Data listing:
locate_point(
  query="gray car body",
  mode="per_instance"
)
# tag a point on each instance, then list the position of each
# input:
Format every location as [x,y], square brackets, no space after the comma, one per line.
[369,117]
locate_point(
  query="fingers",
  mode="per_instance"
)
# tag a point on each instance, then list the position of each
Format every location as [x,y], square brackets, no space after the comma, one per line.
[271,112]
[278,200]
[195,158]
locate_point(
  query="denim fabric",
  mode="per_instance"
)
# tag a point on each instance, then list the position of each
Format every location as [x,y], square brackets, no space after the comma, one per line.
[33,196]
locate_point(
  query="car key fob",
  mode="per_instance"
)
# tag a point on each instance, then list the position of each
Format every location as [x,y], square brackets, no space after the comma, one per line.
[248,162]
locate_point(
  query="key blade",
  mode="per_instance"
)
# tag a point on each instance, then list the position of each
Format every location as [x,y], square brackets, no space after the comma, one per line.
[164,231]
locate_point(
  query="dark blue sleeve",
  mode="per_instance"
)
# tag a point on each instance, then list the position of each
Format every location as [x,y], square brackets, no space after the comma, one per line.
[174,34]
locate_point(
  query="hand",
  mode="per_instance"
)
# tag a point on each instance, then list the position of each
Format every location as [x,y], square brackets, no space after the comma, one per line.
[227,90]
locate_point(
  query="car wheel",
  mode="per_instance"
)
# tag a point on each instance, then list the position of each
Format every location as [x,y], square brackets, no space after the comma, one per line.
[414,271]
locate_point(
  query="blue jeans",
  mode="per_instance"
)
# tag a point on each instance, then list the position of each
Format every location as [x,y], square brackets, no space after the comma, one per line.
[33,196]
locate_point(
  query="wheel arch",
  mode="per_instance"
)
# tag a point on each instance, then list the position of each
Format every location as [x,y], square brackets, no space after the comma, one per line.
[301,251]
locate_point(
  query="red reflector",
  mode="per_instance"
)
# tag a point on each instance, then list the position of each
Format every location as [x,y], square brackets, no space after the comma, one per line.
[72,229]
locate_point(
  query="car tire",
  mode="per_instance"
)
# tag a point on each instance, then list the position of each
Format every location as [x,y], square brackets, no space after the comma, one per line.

Objective: Return all of the data word for word.

The answer:
locate_point(
  query="gray car body",
  mode="per_instance"
)
# tag a point on each instance, then list the position of each
# input:
Format every location as [x,y], square brackets, no space after the comma, one per line.
[369,117]
locate_point(
  query="fingers",
  mode="per_instance"
)
# tag a point on each instance, then list the position of each
Format every location as [x,y], square brackets, no space after the comma, one per line.
[271,112]
[278,200]
[195,158]
locate_point(
  query="denim fabric",
  mode="per_instance"
)
# tag a point on each instance, then list the position of each
Format every location as [x,y], square brackets, no space after the comma, one per line.
[33,196]
locate_point(
  query="car key fob",
  mode="per_instance"
)
# tag a point on each instance, then list the position of each
Format every location as [x,y], square brackets, no space after the comma, one per line.
[248,162]
locate_point(
  query="key blade",
  mode="per_instance"
)
# tag a point on each instance, then list the position of each
Format every location as [x,y], square brackets, no space after the comma, one per line.
[164,231]
locate_point(
  query="dark blue sleeve",
  mode="per_instance"
)
# tag a point on each instance, then list the position of each
Format every location as [x,y], square brackets, no space after the comma, one per line.
[174,34]
locate_point(
  query="hand",
  mode="per_instance"
)
# tag a point on each instance, then list the position of each
Format every location as [x,y], square brackets, no space after the comma, one per line.
[227,90]
locate_point(
  query="car wheel",
  mode="per_instance"
)
# tag a point on each instance, then list the position of each
Format every location as [x,y], square brackets, no space after the comma, one per line.
[414,271]
locate_point(
  query="blue jeans",
  mode="per_instance"
)
# tag a point on each instance, then list the position of each
Format every location as [x,y], square brackets, no space after the comma, one per line.
[33,196]
locate_point(
  query="wheel arch",
  mode="per_instance"
)
# tag a point on each instance, then list the position of each
Format every location as [x,y], square brackets, no space after the comma, one per line.
[301,251]
locate_point(
  query="red reflector",
  mode="per_instance"
)
# tag a point on each instance, then list the position of each
Format every location as [x,y], square brackets, no space after the comma, one per line.
[72,229]
locate_point(
  query="car tire",
  mode="per_instance"
)
# tag a point on each instance, then list the position of each
Format every location as [x,y], square brackets, no space after the comma, one per line.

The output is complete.